Problem:
Copy out all of the material, matching it word for word.

-- Begin --

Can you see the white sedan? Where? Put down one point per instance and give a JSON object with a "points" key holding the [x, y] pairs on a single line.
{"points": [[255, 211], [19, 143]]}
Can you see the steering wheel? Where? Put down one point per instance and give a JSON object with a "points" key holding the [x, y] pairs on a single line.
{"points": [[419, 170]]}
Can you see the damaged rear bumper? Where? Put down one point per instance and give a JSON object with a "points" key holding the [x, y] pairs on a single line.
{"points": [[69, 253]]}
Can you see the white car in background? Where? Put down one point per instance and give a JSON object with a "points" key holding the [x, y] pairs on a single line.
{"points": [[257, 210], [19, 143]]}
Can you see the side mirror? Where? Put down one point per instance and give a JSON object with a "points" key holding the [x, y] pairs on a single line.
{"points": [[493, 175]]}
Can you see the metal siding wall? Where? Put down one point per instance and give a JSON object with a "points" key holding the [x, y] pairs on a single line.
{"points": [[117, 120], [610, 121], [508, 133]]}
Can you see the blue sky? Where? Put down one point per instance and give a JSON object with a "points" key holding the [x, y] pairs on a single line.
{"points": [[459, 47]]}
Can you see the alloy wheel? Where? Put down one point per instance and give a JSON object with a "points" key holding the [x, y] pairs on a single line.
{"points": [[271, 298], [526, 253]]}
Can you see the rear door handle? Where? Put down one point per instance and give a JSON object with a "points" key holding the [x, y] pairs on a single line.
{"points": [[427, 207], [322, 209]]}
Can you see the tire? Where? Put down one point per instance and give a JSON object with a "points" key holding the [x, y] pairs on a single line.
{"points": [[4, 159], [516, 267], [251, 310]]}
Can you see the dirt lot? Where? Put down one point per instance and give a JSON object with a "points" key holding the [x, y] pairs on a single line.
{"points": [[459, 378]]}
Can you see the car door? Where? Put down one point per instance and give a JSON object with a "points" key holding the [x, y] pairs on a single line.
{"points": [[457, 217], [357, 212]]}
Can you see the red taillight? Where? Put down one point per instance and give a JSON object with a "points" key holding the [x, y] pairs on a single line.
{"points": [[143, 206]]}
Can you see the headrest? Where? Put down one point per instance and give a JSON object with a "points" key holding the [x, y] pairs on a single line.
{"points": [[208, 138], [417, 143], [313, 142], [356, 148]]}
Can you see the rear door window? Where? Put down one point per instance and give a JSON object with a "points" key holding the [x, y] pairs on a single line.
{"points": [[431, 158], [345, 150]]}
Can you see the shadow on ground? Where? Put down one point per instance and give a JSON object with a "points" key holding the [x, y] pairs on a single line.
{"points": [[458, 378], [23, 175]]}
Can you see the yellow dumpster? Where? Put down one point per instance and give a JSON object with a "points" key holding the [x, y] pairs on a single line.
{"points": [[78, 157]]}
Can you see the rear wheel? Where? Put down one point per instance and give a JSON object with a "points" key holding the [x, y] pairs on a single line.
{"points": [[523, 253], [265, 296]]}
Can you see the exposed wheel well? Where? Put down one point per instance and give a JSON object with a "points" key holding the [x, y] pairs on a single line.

-- End --

Exercise answer:
Can you see the white sedan? Where? Put down one point per instance and give a JSON object with a "points" key holding the [x, y] pairs on a single line.
{"points": [[255, 211], [19, 143]]}
Can you see the steering wheel? Where? Put down one point per instance and give a JSON object with a "points" key holding the [x, y] pairs on a single line.
{"points": [[419, 170]]}
Can you see the damaged rear bumper? Where? Put down one point per instance and give a JSON object with a "points" key holding the [x, y] pairs on a single line.
{"points": [[69, 253]]}
Can you see the white car in background? Where? Put down one point per instance and give a JSON object with a "points" key holding the [x, y] pairs on a single line.
{"points": [[257, 210], [19, 143]]}
Can you see the side mirror? Where? Put down one point per instance and give a JSON object with a "points" key holding the [x, y] pairs on a single line.
{"points": [[493, 175]]}
Can you see the metal siding wall? Where? Put down one point per instance and give a JSON object with a "points" key holding the [x, y] pairs on a single line.
{"points": [[117, 120], [610, 121], [508, 133]]}
Can you see the blue sky? Where? Put down one point per instance and give a JSON object with a "points" key holding the [x, y] pairs on a single line.
{"points": [[459, 47]]}
Can you see the alloy wheel? Where? Put down one point per instance and give a JSON object with a "points" key holding the [x, y] pairs on a single line.
{"points": [[271, 298], [526, 253]]}
Can you see the rear door handle? Where? Put down one point per instance and give a JSON object with a "points" key holding the [x, y] pairs on a single line.
{"points": [[427, 207], [322, 209]]}
Can you see the tire? Where? Put down one point per instance and give a JSON object with a "points" key holding the [x, y] pairs on a single line.
{"points": [[4, 159], [516, 267], [251, 310]]}
Can you see the dirt lot? Where? Put down one point per instance and give a JSON object with a "points" key holding the [x, y] pairs on a single line.
{"points": [[459, 378]]}
Can you see the car door? Where? Put down one point per instance and give a JSON object with a "points" key holding the [x, y] pairs on a single line.
{"points": [[457, 217], [357, 212]]}
Can you see the red taillight? Where? Put down one point per instance and give a JSON object with a "points" key holding the [x, y] pairs on a single line.
{"points": [[143, 206]]}
Can you see the headrest? Where? Put down one point per instance and give a JSON object with a "points" key holding the [x, y] pairs on a single line.
{"points": [[208, 138], [417, 143], [313, 142], [356, 148]]}
Can you see the rear door window? Where? Put down one point per instance and give a JSON object with a "points" key holding the [x, y] pairs on a single line.
{"points": [[431, 158], [345, 150]]}
Can you see the shadow on ground? Where? Put down one point per instance and give a JSON object with a "points" key holding the [x, y] pairs on a single line.
{"points": [[458, 378], [23, 175]]}
Can you see the yellow dumpster? Where? Put down one point per instance and give a JSON object with a "points" key holding the [x, y] pairs on a single line.
{"points": [[78, 157]]}
Can you see the rear wheel? Where? Put down one point per instance and give a JSON object with a "points" key holding the [x, y] pairs on a single line.
{"points": [[523, 253], [265, 296]]}
Can you see the exposed wheel well? Where? Put down one point per instance and give a JSON object with a "points" key holding the [x, y] pairs on a single line.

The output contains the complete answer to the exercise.